**Задание 1**
Где и когда происходит действие во флэшбэке «Да будет свет» о Седрике Диггори?
**Задание 2**
Напиши продолжение рассказа о Седрике Диггори и золотом яйце, начиная сразу после последнего предложения.

Вверх страницы
Вниз страницы

Harry Potter and the Half-Blood Prince

Информация о пользователе

Привет, Гость! Войдите или зарегистрируйтесь.


Вы здесь » Harry Potter and the Half-Blood Prince » Архив флэшбэков » Да будет свет.


Да будет свет.

Сообщений 1 страница 3 из 3

1

1. Название Флэшбека.
«Let there be light».
2. Место и дата действий.
Коридоры Хогвартса на третьем этаже;
ночь с 20 на 21 января, 1994 год.

3. Участники.
Cedrick Diggory (Marcus Flint) & Luna Lovegood.
4. Краткий сюжет
Сегодня 20 января. Второй этап Турнира состоится через какой-то жалкий месяц.
У меня совсем нет идей, как раскрыть это яйцо, я просто не понимаю, что с ним делать. Мне неоткуда ждать помощи, на моих плечах тяжелый груз, ведь я не имею ни малейшего шанса подвести свой факультет. Свой школу. Свою честь в конце концов.
Меня зовут Седрик Диггори, мне семнадцать, у меня есть красивая девушка. Я капитан своей сборной по квиддичу, я староста и уважаемый человек на факультете. Примерный сын и просто хороший человек. Но я устал от этих ярлыков. Мне хочется бросить все это, словно ненужный кусочек пергамента в камин, чтобы никогда больше не вспоминать.
Помоги мне. Я запутался, у меня совсем нет сил. Свет, на который я шел, погас. Будь моим светом.

5. Предупреждение
Маркус Флинт ударился головой и решил отыграть Седрика. Это, думаю все.
Ах да, еще страдания. Много страданий.

+3

2

Его зовут Седрик Диггори, и он не алкоголик.
До недавнего времени он был просто Седрик. Седрик, который на Хаффлпаффе. Седрик, который играет в квиддич. Седрик, который хорошо учится. Просто хороший парень Седрик, добрый такой, с вечным бардаком на голове.
Конечно, может кто-нибудь и скажет, что с этих пор ничего не изменилось, разве что отменили квиддич. Но это неправда, совсем-совсем, потому что из обычного Седрика он перевоплотился в Седрика Диггори.
И сейчас, когда он смотрит в зеркало, поправляя свой канареечно-черный галстук, понимает, что все зашло слишком далеко. Потому что в отражении, прямо позади себя, он видит золотое яйцо, стоящее на прикроватной тумбочке.
Если честно, то он очень хочет свернуть это яйцо, разбить его на маленькие кусочки, как разбивалось его сердце в страхе – всего несколько недель назад. Если честно, то он уже столько раз задумывался о том, что стоило ли вообще бросать свое имя в этот Кубок. Потому что теперь на нем висит такая ответственность, что ноги не выдерживают, плечи не выдерживают, и он складывается, словно карточный домик, но медленно, не спеша и не торопясь.

**Извлечённые данные**
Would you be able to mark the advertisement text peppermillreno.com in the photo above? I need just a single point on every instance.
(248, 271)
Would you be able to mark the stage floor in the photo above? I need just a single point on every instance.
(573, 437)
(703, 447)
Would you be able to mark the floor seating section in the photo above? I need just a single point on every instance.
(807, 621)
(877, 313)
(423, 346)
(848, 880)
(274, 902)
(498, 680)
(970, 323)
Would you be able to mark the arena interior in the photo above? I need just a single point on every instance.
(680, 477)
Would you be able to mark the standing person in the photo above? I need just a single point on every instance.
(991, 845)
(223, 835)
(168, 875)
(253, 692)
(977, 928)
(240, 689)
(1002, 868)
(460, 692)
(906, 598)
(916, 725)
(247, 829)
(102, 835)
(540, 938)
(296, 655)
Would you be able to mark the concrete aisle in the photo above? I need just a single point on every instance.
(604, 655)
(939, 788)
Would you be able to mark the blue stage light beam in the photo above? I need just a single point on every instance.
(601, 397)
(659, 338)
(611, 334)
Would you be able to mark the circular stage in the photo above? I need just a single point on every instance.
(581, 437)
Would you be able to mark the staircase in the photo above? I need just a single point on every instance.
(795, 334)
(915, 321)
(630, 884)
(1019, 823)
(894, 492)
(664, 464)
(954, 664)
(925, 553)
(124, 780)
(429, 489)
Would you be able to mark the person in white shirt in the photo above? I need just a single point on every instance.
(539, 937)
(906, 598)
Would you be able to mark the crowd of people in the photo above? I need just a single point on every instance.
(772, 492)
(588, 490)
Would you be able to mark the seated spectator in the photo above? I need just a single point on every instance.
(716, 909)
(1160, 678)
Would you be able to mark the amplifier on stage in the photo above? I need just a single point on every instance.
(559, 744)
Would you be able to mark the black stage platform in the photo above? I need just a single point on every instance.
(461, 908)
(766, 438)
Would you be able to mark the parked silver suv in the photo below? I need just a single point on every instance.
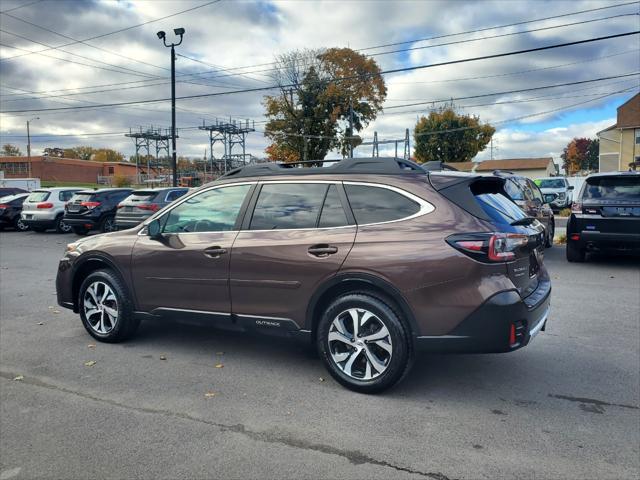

**Ответ 1**
В коридорах Хогвартса на третьем этаже, в ночь с 20 на 21 января 1994 года.

**Ответ 2**
– Сед, приди в себя.
Седрик рассеянно смотрит перед собой, часто моргает и долго понимает, что это вообще было. Перед ним показывается однокурсник, он ему улыбается, что-то говорит и хлопает по плечу. Но сам Диггори ничего не слышит, потому что в уши будто понапихали теплой ваты, и теперь там просто пробки. Но Седрик все равно улыбается ему в ответ, даже советует лечь спать, потому что время уже позднее. И уходит прочь из комнаты, еле-еле передвигая ногами по мягким коврам.
В коридорах практически нет света, только шар Люмоса на острие палочки является единственным источником хотя бы какого-то элементарного освещения. Он заливает тусклым серо-белым светом громкий пол,  где-то в самом конце этого безбожно длинного коридора есть точно такой же шарик света, но кажется, что он куда ярче, теплее, больше. Или Седрик просто сам себе это надумал.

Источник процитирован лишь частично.